Der (Um)Weg nach Carregosa

Verfasst am: 26. August 2004 von Barbara 2 Kommentare

Manch einer wird sich fragen, wie er wohl in dieses wunderbare iberische Dorf gelangt. "Ein kleines Dorf am Rande der Welt trotzt allen Widerständen…" (Vgl. Asterix) Selbst wir folgten anfangs nur vagen handschriftlichen Aufzeichnungen, die einige Orte entlang der Pyrenäen und verschiedene Péage-Stellen mit den entsprechenden Tarifen markierten. Wir probieren allerdings immer wieder Abkürzungen und Alternativen aus. Eine davon, möglicherweise eine unmögliche und nicht sehr empfehlenswerte, stammt von Katharina S. und ist datiert am 9./11.8.2004.

Angezeigte Zeilen —
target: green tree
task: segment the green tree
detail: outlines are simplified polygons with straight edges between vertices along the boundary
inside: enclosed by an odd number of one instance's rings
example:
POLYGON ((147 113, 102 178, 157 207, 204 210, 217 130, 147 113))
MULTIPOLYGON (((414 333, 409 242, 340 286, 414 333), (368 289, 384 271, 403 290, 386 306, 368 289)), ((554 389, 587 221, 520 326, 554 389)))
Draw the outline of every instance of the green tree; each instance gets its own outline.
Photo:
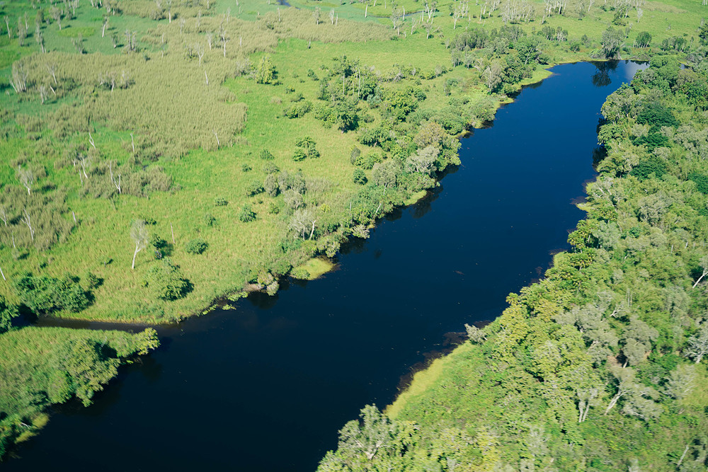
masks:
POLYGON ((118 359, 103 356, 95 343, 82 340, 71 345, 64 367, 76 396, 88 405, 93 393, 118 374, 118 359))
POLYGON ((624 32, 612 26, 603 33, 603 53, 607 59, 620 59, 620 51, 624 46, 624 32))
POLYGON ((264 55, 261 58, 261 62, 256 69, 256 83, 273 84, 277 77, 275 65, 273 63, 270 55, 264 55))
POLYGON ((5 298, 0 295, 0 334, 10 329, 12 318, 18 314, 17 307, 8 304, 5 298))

...

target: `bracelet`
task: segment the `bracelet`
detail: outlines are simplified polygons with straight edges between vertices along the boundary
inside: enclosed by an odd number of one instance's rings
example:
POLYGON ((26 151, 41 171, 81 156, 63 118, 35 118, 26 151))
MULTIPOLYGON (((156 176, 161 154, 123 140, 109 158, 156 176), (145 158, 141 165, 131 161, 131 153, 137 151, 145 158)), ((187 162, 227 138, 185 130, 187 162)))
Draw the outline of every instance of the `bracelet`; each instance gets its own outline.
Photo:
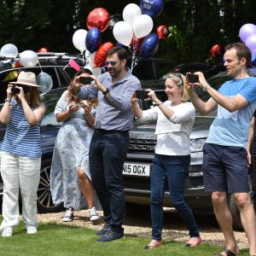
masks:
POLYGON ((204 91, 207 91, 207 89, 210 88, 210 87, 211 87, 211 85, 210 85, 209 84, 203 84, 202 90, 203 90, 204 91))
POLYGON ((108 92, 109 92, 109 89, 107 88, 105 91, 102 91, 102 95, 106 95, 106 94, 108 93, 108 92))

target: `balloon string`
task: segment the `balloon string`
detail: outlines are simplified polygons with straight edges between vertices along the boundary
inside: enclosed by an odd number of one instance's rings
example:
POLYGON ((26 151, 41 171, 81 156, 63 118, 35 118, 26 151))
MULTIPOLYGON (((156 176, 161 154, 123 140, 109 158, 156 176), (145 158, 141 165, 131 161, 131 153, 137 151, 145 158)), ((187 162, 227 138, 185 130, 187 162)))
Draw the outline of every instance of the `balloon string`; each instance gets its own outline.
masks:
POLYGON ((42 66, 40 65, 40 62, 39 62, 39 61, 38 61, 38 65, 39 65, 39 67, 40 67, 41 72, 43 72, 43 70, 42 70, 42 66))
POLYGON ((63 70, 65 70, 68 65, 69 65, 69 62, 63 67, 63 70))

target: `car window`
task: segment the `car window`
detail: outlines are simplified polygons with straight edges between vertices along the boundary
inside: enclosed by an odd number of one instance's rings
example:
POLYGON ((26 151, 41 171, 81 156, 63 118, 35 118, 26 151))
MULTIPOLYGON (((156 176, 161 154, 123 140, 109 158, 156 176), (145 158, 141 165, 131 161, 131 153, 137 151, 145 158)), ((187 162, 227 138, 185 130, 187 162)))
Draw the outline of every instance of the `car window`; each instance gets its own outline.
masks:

--

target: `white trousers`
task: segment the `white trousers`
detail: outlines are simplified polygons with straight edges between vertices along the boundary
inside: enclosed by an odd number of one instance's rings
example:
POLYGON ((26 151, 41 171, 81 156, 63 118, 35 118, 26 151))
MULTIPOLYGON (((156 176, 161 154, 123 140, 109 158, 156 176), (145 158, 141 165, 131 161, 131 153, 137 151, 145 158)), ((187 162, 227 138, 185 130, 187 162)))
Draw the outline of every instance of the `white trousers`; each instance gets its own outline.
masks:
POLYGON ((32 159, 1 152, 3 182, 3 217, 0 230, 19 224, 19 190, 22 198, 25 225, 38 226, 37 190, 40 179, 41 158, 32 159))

Zu erledigende Aufgaben —
1 > An welchem Datum wurde der Textabschnitt über den Weg nach Carregosa verfasst?
2 > Gib aus dem Textabschnitt den Teil wörtlich wieder, der mit den Worten „Manch einer wird“ anfängt und mit „datiert am 9./11.8.2004.“ schließt.

Antworten pro Aufgabe —
1 > Am 26. August 2004.

2 >
Manch einer wird sich fragen, wie er wohl in dieses wunderbare iberische Dorf gelangt. "Ein kleines Dorf am Rande der Welt trotzt allen Widerständen…" (Vgl. Asterix) Selbst wir folgten anfangs nur vagen handschriftlichen Aufzeichnungen, die einige Orte entlang der Pyrenäen und verschiedene Péage-Stellen mit den entsprechenden Tarifen markierten. Wir probieren allerdings immer wieder Abkürzungen und Alternativen aus. Eine davon, möglicherweise eine unmögliche und nicht sehr empfehlenswerte, stammt von Katharina S. und ist datiert am 9./11.8.2004.